**Set problem:**
Substitute "circle" for every occurrence of "disc" in the rows below, and leave all other text unchanged.

* BEGIN Data section *

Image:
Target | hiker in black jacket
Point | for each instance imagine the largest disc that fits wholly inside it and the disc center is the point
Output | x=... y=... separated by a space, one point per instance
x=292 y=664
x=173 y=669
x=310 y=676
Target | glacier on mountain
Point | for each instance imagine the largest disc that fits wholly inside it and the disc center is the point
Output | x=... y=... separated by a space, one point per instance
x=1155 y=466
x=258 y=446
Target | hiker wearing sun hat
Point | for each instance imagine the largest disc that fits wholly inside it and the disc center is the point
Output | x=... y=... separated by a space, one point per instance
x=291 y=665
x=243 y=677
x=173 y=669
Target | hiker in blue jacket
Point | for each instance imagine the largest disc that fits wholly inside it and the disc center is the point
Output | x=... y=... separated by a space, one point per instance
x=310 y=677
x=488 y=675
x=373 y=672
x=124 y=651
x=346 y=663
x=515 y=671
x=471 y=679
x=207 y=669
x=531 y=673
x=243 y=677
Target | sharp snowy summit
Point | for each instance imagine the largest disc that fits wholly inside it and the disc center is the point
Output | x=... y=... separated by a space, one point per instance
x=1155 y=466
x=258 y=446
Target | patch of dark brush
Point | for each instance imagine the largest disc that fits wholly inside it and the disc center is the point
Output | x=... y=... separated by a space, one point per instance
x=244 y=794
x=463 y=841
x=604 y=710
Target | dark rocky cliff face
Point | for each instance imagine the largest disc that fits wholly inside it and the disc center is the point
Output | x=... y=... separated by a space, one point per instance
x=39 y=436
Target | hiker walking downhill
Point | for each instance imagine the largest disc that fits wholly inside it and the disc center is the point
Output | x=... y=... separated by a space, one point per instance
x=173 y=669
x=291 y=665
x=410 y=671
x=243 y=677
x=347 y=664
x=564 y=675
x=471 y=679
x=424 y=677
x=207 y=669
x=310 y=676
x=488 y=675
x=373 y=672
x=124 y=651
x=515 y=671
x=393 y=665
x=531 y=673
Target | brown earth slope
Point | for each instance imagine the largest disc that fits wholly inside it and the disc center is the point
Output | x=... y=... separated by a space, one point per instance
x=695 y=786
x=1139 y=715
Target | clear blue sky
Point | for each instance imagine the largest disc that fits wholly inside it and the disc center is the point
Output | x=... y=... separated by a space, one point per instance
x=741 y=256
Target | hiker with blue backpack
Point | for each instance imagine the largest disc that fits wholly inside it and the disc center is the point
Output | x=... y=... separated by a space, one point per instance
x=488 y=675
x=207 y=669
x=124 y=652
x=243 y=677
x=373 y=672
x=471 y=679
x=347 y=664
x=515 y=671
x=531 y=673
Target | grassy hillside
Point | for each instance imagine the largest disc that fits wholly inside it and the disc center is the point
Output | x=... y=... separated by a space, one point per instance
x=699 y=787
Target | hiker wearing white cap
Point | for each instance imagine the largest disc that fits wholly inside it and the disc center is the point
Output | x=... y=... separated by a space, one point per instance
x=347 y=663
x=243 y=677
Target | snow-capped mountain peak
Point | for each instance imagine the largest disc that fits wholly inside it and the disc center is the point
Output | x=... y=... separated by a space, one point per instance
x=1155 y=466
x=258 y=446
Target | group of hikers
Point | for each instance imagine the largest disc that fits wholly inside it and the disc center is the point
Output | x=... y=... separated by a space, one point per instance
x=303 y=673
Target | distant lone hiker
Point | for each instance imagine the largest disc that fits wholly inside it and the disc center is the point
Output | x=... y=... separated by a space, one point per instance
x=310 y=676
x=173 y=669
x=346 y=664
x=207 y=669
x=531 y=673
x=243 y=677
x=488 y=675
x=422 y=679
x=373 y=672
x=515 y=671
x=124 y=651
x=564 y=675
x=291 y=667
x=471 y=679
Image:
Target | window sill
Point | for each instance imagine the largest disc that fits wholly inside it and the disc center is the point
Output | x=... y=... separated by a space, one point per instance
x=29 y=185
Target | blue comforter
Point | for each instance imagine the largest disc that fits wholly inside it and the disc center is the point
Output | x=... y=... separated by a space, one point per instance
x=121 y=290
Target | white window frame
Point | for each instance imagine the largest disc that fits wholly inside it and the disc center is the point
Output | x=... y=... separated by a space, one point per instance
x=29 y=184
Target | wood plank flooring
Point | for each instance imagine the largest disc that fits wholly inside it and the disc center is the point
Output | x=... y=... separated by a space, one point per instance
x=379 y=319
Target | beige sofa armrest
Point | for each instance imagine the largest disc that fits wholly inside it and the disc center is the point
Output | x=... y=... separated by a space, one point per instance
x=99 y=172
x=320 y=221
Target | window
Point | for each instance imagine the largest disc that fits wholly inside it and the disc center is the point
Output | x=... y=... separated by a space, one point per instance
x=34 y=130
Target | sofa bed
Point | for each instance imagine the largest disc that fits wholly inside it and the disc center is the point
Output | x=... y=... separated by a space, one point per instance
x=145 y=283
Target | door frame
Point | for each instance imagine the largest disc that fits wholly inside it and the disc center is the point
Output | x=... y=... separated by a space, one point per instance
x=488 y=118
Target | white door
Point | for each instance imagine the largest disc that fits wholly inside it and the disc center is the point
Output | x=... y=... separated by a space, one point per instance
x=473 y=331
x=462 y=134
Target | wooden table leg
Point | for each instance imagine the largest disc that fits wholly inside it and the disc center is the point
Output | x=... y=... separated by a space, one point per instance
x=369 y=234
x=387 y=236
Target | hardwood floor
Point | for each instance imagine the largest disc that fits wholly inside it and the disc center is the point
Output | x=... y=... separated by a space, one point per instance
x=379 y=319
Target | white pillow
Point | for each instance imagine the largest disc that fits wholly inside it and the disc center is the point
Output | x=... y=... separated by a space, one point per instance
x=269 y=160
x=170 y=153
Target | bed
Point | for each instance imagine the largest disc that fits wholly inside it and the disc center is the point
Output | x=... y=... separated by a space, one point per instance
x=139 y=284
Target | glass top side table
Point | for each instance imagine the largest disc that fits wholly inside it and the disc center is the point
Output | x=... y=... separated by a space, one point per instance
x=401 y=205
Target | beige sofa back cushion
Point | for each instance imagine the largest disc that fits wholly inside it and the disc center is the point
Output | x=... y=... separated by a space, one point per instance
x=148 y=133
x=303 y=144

* END Data section *

**Correct output:**
Image:
Target | hiker in black jacket
Point | for each instance imagine the largest circle that fits wholly inside it and the circle center is the point
Output | x=... y=... separated by a space, one point per instance
x=292 y=664
x=173 y=669
x=310 y=676
Target | glacier on mountain
Point | for each instance imagine the largest circle that fits wholly inside it and the circle center is the point
Output | x=... y=... separated by a space, one point per instance
x=1155 y=466
x=258 y=446
Target | hiker wearing sun hat
Point | for each instance imagine the largest circle that fits wholly inside it and the circle center is the point
Output | x=... y=... separated by a space, one point per instance
x=291 y=665
x=243 y=677
x=173 y=669
Target | hiker in blue jacket
Point | for each instance imagine the largest circle that fits wholly inside it and the circle center is the point
Output | x=... y=... separated by a space, one point per instance
x=310 y=677
x=488 y=675
x=373 y=672
x=124 y=651
x=346 y=663
x=515 y=671
x=471 y=679
x=207 y=669
x=531 y=673
x=243 y=677
Target | sharp snowy summit
Point | for each instance imagine the largest circle that fits wholly inside it and the circle center is the point
Output | x=... y=... separated by a space, one point per instance
x=1155 y=466
x=258 y=446
Target | patch of dark brush
Point | for each instance imagine the largest circle that fits wholly inside it and the circle center is the point
Output | x=... y=... separated by a space, one point per instance
x=244 y=794
x=463 y=841
x=604 y=710
Target | dark rocky cliff face
Point | for each instance imagine the largest circle that fits wholly inside it and the circle center is the point
Output | x=... y=... separated by a space, one point per instance
x=39 y=436
Target | hiker walking downhill
Point | for each instance imagine the largest circle that fits wholly inside it and the circle center is the point
Output | x=... y=... separated by a space, one point per instance
x=173 y=669
x=291 y=665
x=410 y=671
x=243 y=677
x=347 y=664
x=564 y=675
x=471 y=679
x=424 y=677
x=207 y=669
x=310 y=676
x=488 y=675
x=373 y=672
x=124 y=651
x=515 y=671
x=393 y=665
x=531 y=673
Target | brown earth slope
Point | for each instance imagine the largest circle that fits wholly inside it and the circle center is the point
Output | x=... y=... separated by a space, one point per instance
x=695 y=786
x=1139 y=715
Target | clear blue sky
Point | for each instance imagine the largest circle that fits wholly inside it and the circle center is the point
Output | x=... y=... separated by a space, one point per instance
x=741 y=256
Target | hiker with blue backpack
Point | for each instance imagine the largest circle that fits wholly inside it and the circle center is the point
Output | x=... y=... separated by a space, one point per instance
x=488 y=675
x=207 y=669
x=124 y=652
x=243 y=677
x=373 y=672
x=471 y=679
x=347 y=664
x=515 y=671
x=531 y=673
Target | grassy hillside
Point | for each instance imagine the largest circle that fits wholly inside it and the circle center is the point
Output | x=... y=... separated by a space, one point per instance
x=699 y=787
Target | hiker wearing white cap
Point | for each instance imagine the largest circle that fits wholly inside it and the circle center is the point
Output | x=... y=... separated by a space, one point per instance
x=347 y=663
x=243 y=677
Target | snow-capped mountain peak
Point | for each instance imagine the largest circle that fits wholly inside it and the circle center is the point
Output | x=... y=... separated by a space, one point per instance
x=1155 y=466
x=258 y=446
Target | group of hikers
Point | for each instance imagine the largest circle that fits wholly inside it and the circle center is the point
Output | x=... y=... separated by a space, one point per instance
x=303 y=673
Target | distant lone hiker
Point | for each instance imagine the largest circle that fits wholly inside it and the circle center is the point
Output | x=... y=... separated by a space, one point per instance
x=310 y=676
x=173 y=669
x=346 y=664
x=207 y=669
x=531 y=673
x=243 y=677
x=488 y=675
x=422 y=679
x=373 y=672
x=515 y=671
x=124 y=651
x=564 y=675
x=291 y=667
x=471 y=679
Image:
Target | window sill
Point | for each instance imagine the largest circle that fits wholly inside it and the circle center is the point
Output | x=... y=... separated by a space, one point per instance
x=29 y=185
Target | blue comforter
Point | for each instance imagine the largest circle that fits wholly inside it and the circle center is the point
Output | x=... y=... separated by a space, one point per instance
x=121 y=290
Target | white window frame
Point | for each instance imagine the largest circle that fits wholly inside it and the circle center is the point
Output | x=... y=... separated by a space, one point per instance
x=29 y=184
Target | wood plank flooring
Point | for each instance imagine the largest circle that fits wholly inside it and the circle center is the point
Output | x=... y=... separated by a space, one point per instance
x=379 y=319
Target | beige sofa armrest
Point | for each instance imagine the largest circle that fits wholly inside it and the circle center is the point
Output | x=... y=... separated by a space, one point per instance
x=99 y=172
x=320 y=221
Target | window
Point | for each instance imagine the largest circle that fits wholly inside it and the circle center is the point
Output | x=... y=... separated by a space, one point per instance
x=34 y=130
Target | sofa bed
Point | for each instance imagine the largest circle that fits wholly inside it and the circle center is the point
Output | x=... y=... separated by a space, one point per instance
x=145 y=283
Target | door frame
Point | for each instance imagine the largest circle that fits wholly inside it and the circle center is the point
Output | x=... y=... separated by a space, one point per instance
x=488 y=118
Target | white door
Point | for each instance imagine the largest circle that fits wholly inside it and the circle center is the point
Output | x=... y=... separated by a space, one point per instance
x=473 y=331
x=462 y=134
Target | wooden table leg
Point | for each instance imagine the largest circle that fits wholly inside it and the circle center is the point
Output | x=... y=... separated by a space, one point per instance
x=369 y=234
x=387 y=236
Target | hardwood floor
Point | for each instance imagine the largest circle that fits wholly inside it and the circle center is the point
Output | x=... y=... separated by a space, one point per instance
x=379 y=319
Target | white pillow
Point | for each instance imagine the largest circle that fits wholly inside it and the circle center is the point
Output | x=... y=... separated by a space, one point per instance
x=269 y=160
x=170 y=153
Target | bed
Point | for each instance imagine the largest circle that fits wholly inside it and the circle center is the point
Output | x=... y=... separated by a space, one point per instance
x=139 y=284
Target | glass top side table
Point | for each instance imagine the largest circle that fits wholly inside it and the circle center is the point
Output | x=... y=... separated by a space, one point per instance
x=401 y=205
Target | beige sofa back cushion
Point | for each instance imagine the largest circle that fits wholly inside it and the circle center is the point
Output | x=... y=... separated by a space, one point per instance
x=148 y=133
x=303 y=144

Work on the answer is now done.